» **Excerpt to read**:
________________________________________

Speaking of which, there will be 10 masterclasses during the day, covering everything from The Balvenie to Abelour, Old Pulteney to Akashi, and many more. There's also a special masterclass with Charlie Maclean, who's returning to HK for the event (lunch and dinner pairings with Charlie are also being offered).


With 57 brands represented (covering whisky from Scotland, Japan, Taiwan, France, Australia, Germany, Sweden and India), food booths, a special "peat pavilion", a discounted "dram shop" and a Scottish piper, we're sure this inaugural festival will be a fantastic one.

Which of course begs the question....which of the two festivals should you attend?

That's an easy one...

BOTH!

Cheers,
Martin.

Sunday, 7 February 2016

Tasted #256: The Last Drop Distillers 50 Year Old ‘Double Matured’ Blended Scotch

It was only a few months ago that we tried the 48yo blended Scotch whisky from The Last Drop Distillers and found it to be one of the best blends we'd tasted in a long time.

Fast forward to January and, as promised, we've now tried the next blended whisky release from The Last Drop - a 50 year old "Double Matured" blended Scotch, released this month in Hong Kong.


As we mentioned back in January, this whisky is particularly interesting as it was initially released as a 30yo blended whisky (in Taiwan in the mid 1990s), then re-racked into a sherry hogshead for a further 20 years, matured in the Scottish lowlands. After all those years, it's still managed to retain a strength of 51.8% ABV.

________________________________________

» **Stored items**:
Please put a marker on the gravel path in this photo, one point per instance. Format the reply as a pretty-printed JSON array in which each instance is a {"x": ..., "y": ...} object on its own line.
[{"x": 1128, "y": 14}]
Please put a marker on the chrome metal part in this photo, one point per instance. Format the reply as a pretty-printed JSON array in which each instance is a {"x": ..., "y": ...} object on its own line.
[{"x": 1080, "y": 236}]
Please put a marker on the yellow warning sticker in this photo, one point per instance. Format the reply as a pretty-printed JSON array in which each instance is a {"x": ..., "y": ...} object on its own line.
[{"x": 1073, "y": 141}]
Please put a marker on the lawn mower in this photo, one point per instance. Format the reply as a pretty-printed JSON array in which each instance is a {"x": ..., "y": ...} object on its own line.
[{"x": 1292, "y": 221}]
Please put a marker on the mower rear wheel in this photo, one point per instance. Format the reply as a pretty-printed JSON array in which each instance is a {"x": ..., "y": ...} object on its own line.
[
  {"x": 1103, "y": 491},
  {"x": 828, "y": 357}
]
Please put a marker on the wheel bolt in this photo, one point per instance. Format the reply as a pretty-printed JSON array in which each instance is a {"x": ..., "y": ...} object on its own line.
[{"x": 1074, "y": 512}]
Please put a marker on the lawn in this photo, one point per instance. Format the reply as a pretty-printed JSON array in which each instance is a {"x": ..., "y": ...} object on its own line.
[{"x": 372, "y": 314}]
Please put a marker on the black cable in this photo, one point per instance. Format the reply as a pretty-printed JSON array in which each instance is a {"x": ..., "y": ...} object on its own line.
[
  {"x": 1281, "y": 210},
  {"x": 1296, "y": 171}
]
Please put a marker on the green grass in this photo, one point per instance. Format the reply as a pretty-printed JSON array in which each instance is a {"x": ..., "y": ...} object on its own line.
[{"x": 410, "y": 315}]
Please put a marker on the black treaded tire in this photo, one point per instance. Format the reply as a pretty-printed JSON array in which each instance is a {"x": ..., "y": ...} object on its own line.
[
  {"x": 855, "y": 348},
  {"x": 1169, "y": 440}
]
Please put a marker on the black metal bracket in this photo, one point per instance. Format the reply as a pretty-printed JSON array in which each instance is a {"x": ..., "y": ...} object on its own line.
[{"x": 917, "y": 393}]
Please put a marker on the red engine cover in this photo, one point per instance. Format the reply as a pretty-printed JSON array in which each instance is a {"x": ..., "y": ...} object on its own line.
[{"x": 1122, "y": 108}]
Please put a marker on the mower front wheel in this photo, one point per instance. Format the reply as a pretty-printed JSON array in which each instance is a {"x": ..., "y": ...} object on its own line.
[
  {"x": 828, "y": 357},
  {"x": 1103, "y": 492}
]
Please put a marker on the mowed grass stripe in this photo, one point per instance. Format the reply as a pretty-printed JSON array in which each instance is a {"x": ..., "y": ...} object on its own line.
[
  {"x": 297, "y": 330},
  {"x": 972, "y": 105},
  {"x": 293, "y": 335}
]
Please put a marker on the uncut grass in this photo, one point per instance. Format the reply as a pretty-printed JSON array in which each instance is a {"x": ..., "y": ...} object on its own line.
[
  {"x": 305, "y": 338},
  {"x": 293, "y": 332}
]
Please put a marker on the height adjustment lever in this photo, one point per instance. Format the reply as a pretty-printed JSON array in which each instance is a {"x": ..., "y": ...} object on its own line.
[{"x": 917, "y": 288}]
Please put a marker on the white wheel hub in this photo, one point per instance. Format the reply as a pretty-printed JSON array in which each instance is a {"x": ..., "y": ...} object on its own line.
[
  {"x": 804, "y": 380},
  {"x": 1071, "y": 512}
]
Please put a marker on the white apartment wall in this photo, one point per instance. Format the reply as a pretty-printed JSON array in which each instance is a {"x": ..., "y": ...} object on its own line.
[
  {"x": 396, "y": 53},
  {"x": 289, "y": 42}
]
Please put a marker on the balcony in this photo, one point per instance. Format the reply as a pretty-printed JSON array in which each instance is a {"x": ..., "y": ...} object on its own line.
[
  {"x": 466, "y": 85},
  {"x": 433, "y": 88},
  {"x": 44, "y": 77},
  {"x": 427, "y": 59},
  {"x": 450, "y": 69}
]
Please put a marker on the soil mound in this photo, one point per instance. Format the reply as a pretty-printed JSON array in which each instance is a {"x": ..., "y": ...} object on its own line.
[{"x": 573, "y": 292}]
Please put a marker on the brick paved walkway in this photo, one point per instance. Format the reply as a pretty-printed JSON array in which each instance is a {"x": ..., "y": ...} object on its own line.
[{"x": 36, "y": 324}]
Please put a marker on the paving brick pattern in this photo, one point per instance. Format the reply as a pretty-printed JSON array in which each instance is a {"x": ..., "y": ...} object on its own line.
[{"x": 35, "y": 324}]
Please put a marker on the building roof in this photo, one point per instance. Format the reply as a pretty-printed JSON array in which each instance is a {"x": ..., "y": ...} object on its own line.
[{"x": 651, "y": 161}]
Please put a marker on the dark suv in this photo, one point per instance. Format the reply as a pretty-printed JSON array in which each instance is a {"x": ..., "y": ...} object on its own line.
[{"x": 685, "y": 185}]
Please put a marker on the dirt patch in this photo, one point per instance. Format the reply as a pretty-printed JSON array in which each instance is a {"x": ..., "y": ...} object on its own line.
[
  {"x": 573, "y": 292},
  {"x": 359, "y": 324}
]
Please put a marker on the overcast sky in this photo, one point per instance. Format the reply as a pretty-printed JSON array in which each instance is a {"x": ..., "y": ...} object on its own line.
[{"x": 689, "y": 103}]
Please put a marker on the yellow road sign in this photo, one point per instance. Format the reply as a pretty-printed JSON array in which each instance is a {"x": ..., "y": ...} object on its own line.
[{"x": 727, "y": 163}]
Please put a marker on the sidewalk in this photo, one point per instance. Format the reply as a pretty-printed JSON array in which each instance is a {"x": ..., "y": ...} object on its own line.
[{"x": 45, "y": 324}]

________________________________________

» **To be done**:
1. In the whisky excerpt, what strength has the 50 year old "Double Matured" blended Scotch retained after all its years of maturation?
2. Pick up the whisky excerpt after its final sentence and keep writing in the same voice.

» **Responses per task**:
1. It has retained a strength of 51.8% ABV.

2.
To introduce us to the whisky, and explain a little bit more about The Last Drop philosophy, Beanie Espey and Rebecca Jago (daughters of founders James Espey and Tom Jago) held an intimate tasting at Hong Kong's Angel's Share bar (which we reviewed back in 2014 here). The pair, who now have significant roles in running The Last Drop, talked us through a brief history of the company and their family's roles in the whisky and broader spirits industry. Collectively, their fathers were responsible for Johnnie Walker Blue (nee Oldest), Chivas Regal 18, the Diageo Classic Malts range, Malibu, Baileys Irish Cream (it was invented in Rebecca's family kitchen) and the Keepers of the Quaich program.

Impressive.

Beanie and Rebecca also gave us an interesting insight into the whisky we were about to taste. It turns out those 20 additional years, which were spent in first fill Oloroso casks, weren't initially intended - the casks was, like so many, simply forgotten when the blender left the company. Whilst coy on some of the details, we were told that the blend contains 82 whiskies from all regions (including whisky from closed distilleries like Dallas Dhu), and was aged for 30 years in a Bourbon barrel before the aforementioned 20 years of "finishing" in Oloroso casks.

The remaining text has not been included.